-- Try it --
Within the entries below, the lines from the one with "322, row 175." through the one with "185, row 1." are to be set down exactly, both ends kept.

-- Stored data --
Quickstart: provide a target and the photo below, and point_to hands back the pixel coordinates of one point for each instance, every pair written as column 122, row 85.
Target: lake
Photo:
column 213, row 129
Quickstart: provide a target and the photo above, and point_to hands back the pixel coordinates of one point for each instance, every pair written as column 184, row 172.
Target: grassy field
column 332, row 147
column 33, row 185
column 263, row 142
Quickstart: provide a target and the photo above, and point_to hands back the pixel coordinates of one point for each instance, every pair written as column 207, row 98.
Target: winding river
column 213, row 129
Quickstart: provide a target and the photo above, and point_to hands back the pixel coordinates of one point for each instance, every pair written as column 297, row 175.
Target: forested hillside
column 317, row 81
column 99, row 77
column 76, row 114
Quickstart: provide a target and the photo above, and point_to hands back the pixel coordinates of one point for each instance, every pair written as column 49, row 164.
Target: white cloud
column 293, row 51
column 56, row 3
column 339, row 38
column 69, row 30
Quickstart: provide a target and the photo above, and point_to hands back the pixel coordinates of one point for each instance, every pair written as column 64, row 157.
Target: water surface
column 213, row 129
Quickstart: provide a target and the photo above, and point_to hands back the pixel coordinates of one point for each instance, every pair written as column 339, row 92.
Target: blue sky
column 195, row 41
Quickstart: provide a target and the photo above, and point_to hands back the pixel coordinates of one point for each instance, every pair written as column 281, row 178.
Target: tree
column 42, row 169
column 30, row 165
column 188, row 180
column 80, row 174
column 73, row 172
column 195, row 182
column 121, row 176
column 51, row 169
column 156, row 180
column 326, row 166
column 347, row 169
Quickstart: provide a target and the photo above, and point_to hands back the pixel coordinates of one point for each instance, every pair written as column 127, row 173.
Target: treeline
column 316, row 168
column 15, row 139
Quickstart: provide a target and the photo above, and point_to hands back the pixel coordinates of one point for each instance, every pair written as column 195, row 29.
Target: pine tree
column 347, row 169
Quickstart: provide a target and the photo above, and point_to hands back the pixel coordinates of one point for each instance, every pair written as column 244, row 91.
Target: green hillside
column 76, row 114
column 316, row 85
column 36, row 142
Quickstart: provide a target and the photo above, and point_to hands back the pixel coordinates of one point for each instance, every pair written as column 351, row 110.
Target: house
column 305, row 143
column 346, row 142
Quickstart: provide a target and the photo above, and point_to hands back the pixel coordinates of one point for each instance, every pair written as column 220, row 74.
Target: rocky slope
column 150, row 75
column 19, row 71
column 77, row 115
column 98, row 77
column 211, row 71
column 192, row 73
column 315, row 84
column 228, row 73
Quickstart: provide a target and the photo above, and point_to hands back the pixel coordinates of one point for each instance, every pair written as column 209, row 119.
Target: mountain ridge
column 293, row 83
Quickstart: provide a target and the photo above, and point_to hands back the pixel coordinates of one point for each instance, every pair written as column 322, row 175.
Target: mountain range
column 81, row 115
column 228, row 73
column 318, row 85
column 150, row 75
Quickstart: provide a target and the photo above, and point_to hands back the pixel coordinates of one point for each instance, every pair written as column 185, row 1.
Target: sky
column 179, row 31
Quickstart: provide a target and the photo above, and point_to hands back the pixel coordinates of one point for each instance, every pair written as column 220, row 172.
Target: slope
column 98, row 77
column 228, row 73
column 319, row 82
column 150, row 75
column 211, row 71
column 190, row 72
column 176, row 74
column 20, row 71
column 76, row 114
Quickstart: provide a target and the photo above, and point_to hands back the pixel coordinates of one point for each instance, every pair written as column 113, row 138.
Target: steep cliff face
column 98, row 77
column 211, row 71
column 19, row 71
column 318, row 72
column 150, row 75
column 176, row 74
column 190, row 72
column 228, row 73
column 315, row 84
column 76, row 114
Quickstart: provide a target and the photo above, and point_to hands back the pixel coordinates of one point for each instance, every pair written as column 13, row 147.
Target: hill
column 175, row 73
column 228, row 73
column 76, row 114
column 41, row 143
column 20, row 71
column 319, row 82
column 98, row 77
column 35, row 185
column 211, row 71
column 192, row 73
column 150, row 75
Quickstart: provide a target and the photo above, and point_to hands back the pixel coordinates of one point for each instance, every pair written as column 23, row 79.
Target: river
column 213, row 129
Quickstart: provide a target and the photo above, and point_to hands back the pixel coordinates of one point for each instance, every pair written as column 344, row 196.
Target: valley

-- Output for this task --
Quickstart: provide a target and the photo above, and point_to hands back the pixel coordinates of one point for each instance, every pair written as column 322, row 175.
Target: mountain range
column 81, row 115
column 228, row 73
column 318, row 85
column 150, row 75
Quickstart: provide a target and the photo above, and point_to hands back the pixel coordinates of one point for each instance, every pair written as column 185, row 1.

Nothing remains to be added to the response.